— begin SOURCE MATERIAL —

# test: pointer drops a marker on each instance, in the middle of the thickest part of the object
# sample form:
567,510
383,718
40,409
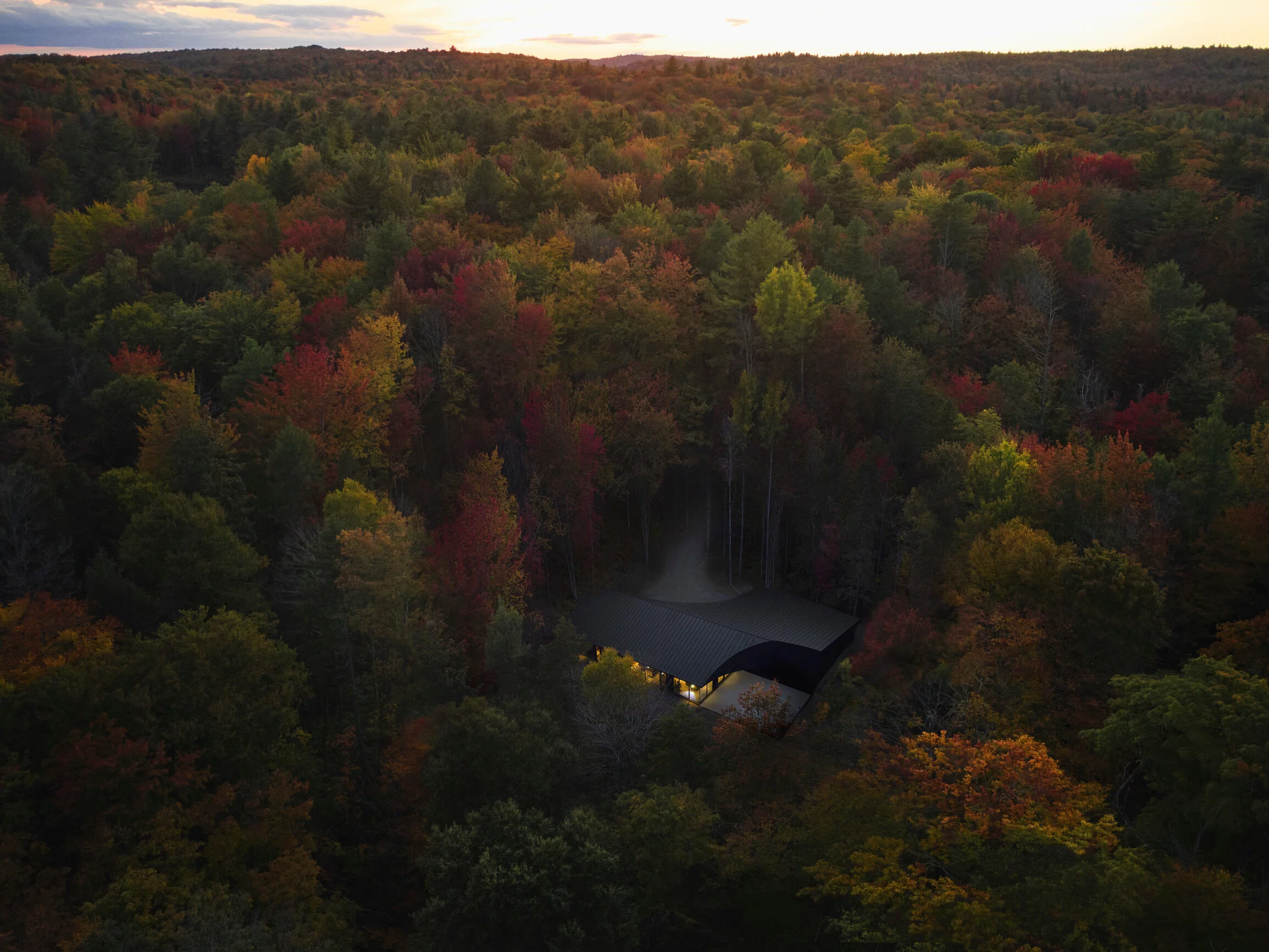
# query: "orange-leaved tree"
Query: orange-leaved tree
478,557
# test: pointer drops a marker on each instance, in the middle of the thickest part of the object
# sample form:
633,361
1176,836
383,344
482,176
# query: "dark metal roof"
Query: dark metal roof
773,616
695,641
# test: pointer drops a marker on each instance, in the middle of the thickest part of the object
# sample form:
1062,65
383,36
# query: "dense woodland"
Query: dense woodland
330,380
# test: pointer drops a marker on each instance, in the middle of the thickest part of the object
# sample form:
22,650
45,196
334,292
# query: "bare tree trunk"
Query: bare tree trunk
767,521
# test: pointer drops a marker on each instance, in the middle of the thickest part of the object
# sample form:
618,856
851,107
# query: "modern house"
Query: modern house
692,647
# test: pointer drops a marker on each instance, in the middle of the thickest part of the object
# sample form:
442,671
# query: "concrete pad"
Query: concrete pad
729,692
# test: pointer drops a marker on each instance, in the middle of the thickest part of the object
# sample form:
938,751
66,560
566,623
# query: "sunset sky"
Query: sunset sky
568,28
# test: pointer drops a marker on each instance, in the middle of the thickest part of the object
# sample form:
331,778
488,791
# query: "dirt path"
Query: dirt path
684,578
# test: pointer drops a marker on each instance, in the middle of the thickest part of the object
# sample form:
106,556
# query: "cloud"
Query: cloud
611,40
145,25
412,30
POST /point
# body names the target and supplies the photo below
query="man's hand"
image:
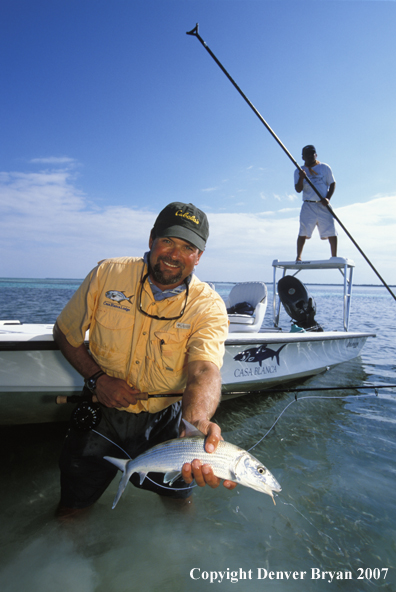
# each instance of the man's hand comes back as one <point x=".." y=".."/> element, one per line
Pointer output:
<point x="203" y="473"/>
<point x="115" y="392"/>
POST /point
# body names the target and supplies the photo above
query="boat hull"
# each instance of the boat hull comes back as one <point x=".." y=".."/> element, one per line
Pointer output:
<point x="33" y="371"/>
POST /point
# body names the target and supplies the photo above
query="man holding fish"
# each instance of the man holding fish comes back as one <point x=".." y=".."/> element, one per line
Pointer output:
<point x="154" y="329"/>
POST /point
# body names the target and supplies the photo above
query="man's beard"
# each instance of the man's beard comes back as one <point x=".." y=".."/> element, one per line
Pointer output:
<point x="162" y="277"/>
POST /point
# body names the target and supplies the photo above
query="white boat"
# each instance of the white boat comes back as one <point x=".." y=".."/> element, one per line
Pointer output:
<point x="33" y="371"/>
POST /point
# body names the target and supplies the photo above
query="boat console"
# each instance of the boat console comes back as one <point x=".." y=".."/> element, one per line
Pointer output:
<point x="345" y="266"/>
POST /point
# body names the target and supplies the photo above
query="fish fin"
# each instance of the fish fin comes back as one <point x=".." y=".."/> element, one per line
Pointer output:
<point x="191" y="430"/>
<point x="120" y="463"/>
<point x="171" y="477"/>
<point x="142" y="476"/>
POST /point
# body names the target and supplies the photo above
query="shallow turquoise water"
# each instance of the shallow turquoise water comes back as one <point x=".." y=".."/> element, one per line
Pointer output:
<point x="334" y="457"/>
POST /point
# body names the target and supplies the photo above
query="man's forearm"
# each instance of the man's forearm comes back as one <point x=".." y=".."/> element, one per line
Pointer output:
<point x="202" y="393"/>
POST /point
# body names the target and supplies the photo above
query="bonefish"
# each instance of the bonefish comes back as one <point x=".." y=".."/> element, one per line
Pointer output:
<point x="228" y="462"/>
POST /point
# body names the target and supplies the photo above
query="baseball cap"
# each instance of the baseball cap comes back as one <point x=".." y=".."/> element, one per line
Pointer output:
<point x="309" y="149"/>
<point x="183" y="221"/>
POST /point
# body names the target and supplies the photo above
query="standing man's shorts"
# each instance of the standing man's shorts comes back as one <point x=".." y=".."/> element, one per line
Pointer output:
<point x="315" y="214"/>
<point x="85" y="475"/>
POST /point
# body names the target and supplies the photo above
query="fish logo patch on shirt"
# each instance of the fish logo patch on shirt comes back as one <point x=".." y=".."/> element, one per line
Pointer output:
<point x="119" y="297"/>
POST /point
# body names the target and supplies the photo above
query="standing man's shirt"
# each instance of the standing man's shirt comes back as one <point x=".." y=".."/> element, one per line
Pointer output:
<point x="320" y="175"/>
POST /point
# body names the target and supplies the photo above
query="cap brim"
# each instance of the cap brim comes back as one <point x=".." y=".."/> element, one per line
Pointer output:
<point x="185" y="234"/>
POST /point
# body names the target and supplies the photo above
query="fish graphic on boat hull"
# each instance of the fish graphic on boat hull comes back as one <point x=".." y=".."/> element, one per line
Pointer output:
<point x="259" y="354"/>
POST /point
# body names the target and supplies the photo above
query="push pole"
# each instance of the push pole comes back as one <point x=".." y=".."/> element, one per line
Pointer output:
<point x="194" y="33"/>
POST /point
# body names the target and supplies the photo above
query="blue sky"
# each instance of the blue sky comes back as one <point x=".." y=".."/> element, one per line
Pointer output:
<point x="110" y="111"/>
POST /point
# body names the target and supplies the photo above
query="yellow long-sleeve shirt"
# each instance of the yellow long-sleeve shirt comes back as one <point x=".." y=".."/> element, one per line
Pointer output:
<point x="149" y="354"/>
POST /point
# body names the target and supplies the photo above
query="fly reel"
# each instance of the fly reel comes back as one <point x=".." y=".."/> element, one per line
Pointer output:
<point x="86" y="416"/>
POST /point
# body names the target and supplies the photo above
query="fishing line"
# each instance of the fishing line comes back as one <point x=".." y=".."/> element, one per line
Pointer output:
<point x="259" y="441"/>
<point x="308" y="397"/>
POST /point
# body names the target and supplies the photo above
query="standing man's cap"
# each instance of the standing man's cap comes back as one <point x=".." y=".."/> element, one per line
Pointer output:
<point x="183" y="221"/>
<point x="309" y="149"/>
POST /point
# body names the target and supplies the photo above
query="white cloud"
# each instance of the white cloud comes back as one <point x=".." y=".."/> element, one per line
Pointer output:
<point x="49" y="228"/>
<point x="54" y="160"/>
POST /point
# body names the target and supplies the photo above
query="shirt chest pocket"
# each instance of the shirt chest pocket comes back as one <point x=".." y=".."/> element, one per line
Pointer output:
<point x="170" y="350"/>
<point x="111" y="337"/>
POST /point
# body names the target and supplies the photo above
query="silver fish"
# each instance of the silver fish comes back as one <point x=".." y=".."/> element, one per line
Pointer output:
<point x="228" y="462"/>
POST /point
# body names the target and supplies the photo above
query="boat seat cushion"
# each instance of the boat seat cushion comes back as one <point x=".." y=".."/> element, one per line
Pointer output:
<point x="241" y="308"/>
<point x="241" y="319"/>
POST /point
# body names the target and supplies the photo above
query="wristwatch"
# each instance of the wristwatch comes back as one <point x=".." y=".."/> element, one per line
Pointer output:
<point x="90" y="383"/>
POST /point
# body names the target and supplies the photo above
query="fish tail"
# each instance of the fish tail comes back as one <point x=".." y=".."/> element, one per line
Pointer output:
<point x="278" y="352"/>
<point x="123" y="466"/>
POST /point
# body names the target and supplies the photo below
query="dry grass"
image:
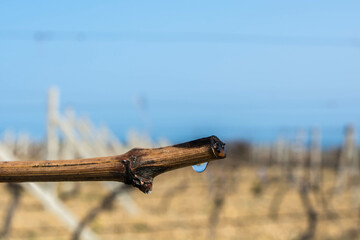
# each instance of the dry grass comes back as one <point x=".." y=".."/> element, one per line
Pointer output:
<point x="184" y="214"/>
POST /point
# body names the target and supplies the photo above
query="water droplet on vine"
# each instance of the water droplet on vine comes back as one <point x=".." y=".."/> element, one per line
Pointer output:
<point x="200" y="167"/>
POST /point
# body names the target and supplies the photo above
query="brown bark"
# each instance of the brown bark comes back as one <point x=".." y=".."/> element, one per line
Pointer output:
<point x="137" y="167"/>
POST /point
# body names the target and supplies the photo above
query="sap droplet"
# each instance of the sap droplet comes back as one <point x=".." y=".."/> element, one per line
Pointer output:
<point x="200" y="167"/>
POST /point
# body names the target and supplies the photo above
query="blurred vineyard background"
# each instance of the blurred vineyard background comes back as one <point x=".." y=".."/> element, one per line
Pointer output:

— end SOURCE MATERIAL —

EXERCISE = Locate every line in the rows above that contains the word "water", and copy each one out.

EXPECTED OUTPUT =
query="shallow turquoise water"
# each instance of the shallow turquoise water comes back as one <point x=".." y=".."/> element, one per line
query="water droplet on vine"
# each instance of the water droplet on vine comes back as one <point x=".." y=".."/> element, one per line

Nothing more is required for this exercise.